Task instructions:
Copy out the lines starting at the one containing "of the glossy" and ending at the last line, requests included. Shift every x and y coordinate in the answers up by 60, and leave the requests unchanged.

# START OF Source data

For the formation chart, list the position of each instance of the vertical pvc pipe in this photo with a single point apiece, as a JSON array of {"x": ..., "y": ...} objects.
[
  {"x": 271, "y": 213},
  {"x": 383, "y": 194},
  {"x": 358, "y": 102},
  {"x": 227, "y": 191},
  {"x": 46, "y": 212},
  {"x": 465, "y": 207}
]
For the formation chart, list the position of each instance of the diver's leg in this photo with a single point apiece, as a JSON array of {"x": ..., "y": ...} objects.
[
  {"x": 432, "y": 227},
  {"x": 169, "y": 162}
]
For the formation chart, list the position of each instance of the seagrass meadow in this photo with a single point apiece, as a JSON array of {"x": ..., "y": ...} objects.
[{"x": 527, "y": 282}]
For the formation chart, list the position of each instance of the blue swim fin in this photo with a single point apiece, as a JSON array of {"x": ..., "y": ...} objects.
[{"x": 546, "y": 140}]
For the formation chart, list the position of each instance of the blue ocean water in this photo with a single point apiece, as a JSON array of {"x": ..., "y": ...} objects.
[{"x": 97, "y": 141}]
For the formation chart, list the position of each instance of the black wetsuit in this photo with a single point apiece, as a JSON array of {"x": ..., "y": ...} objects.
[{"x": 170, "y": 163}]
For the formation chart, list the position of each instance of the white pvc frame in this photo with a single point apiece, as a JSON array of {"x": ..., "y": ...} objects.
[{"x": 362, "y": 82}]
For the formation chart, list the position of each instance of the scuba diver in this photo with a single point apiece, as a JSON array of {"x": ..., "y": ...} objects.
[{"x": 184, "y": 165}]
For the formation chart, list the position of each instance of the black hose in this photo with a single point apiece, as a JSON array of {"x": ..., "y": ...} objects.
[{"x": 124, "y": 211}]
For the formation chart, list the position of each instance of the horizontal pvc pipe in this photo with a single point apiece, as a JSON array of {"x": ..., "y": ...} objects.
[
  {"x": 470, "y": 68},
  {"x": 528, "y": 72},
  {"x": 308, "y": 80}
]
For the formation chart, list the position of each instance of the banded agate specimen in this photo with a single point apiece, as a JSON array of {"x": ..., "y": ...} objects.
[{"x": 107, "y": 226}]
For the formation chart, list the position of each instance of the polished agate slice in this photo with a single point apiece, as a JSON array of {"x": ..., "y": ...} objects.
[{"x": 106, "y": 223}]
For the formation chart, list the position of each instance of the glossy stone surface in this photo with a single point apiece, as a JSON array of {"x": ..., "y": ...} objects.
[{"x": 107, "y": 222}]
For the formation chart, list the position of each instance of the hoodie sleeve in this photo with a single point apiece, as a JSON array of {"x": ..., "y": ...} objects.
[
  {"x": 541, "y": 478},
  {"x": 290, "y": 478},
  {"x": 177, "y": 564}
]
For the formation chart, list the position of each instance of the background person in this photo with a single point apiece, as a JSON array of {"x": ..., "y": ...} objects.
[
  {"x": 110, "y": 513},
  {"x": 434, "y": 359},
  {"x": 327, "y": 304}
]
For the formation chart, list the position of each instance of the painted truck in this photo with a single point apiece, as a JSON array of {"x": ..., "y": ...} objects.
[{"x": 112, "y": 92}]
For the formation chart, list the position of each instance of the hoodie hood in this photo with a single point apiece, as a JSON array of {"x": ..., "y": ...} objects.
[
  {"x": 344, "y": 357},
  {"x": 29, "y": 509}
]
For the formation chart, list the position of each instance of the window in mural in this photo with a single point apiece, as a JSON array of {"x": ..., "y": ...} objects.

# END OF Source data

The solution:
For the formation chart, list the position of each instance of the glossy stone surface in this photo with a single point apiece, as a JSON array of {"x": ..., "y": ...} objects.
[{"x": 167, "y": 282}]
For the formation chart, list the position of each instance of the hoodie sleeve in this photo with a single point apiece, as a JSON array of {"x": ..., "y": ...} objects.
[
  {"x": 601, "y": 538},
  {"x": 350, "y": 538},
  {"x": 237, "y": 624}
]
For the formation chart, list the position of each instance of the background person in this photo with a single point apiece, as a JSON array of {"x": ..., "y": ...} objects.
[
  {"x": 170, "y": 573},
  {"x": 494, "y": 419},
  {"x": 387, "y": 364}
]
For the formation chart, list the position of each instance of the painted truck in this photo with a single point apiece, as a JSON array of {"x": ..., "y": ...} objects.
[{"x": 172, "y": 152}]
For the formation chart, list the position of each instance of the hoodie hood in this photo with a single point apiece, as a JSON array of {"x": ..., "y": ...} objects.
[
  {"x": 404, "y": 417},
  {"x": 89, "y": 569}
]
For the formation chart, list the position of each instance of the window in mural in this photo with a single point apiece, as a JSON array of {"x": ..., "y": ...} objects.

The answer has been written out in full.